Copy the lines below word for word, leaving out the pictures.

··· Record excerpts

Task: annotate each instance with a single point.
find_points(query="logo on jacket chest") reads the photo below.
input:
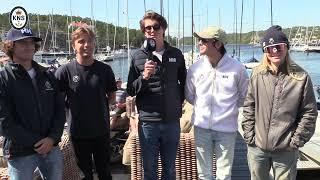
(48, 86)
(172, 60)
(76, 78)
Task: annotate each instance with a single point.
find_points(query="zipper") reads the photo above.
(212, 101)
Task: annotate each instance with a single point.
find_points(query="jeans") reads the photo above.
(209, 142)
(283, 163)
(158, 137)
(99, 149)
(50, 166)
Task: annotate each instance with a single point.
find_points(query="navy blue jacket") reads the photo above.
(159, 98)
(29, 113)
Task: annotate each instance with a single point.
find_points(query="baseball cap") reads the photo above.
(274, 35)
(19, 34)
(212, 32)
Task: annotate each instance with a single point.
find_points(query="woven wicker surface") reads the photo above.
(186, 167)
(70, 169)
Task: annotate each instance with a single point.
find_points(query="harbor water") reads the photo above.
(309, 61)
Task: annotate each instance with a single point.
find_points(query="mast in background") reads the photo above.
(271, 13)
(128, 40)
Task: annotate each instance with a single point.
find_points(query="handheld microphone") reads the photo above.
(150, 45)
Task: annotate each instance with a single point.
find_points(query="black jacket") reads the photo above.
(159, 98)
(29, 114)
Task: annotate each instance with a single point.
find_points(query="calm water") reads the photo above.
(311, 62)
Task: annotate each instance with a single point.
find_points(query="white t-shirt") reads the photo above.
(32, 73)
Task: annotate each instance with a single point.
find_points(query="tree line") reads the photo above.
(44, 25)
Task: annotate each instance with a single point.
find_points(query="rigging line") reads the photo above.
(253, 33)
(240, 26)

······

• [The output]:
Task: annotate each instance with a single point.
find_points(query="logo on jacket chest") reads the photo below.
input:
(48, 86)
(172, 60)
(76, 78)
Task: annotate each instance with a single point.
find_points(query="zipper") reads the photo above.
(212, 101)
Task: annotate each instance with a single point.
find_points(query="jeans") reads the photo above.
(209, 142)
(283, 163)
(158, 137)
(99, 149)
(50, 166)
Task: annotate each instance with a single point.
find_points(query="navy blue jacket") reads the photo above.
(159, 98)
(29, 113)
Task: annotate each instance with a single point.
find_points(query="baseball cap") reads the photo above.
(274, 35)
(19, 34)
(212, 32)
Task: annotate each instance with a single point.
find_points(query="woven wicker surface") reads the photo above.
(186, 167)
(70, 169)
Task: annotate each instance with a single point.
find_points(query="harbor water") reads the photo above.
(309, 61)
Task: annotate each instance with a single point.
find_points(query="mast in background") reads the photo above.
(271, 13)
(128, 40)
Task: annotate each instance with a single point.
find_points(query="handheld microphone") reads the photo above.
(150, 45)
Task: annotate each instance with a single point.
find_points(query="black jacket") reads the photo above.
(159, 98)
(29, 114)
Task: annotate each instance with a single point.
find_points(query="calm water") reads the photo above.
(311, 62)
Task: annotate each instance with a single point.
find_points(query="white t-shirt") reads the photo above.
(32, 73)
Task: annotate each instance with a single point.
find_points(query="tree line") reads the photo above.
(44, 25)
Task: annotate each instance with a single point.
find_points(query="rigging line") reads the photo above.
(253, 33)
(240, 26)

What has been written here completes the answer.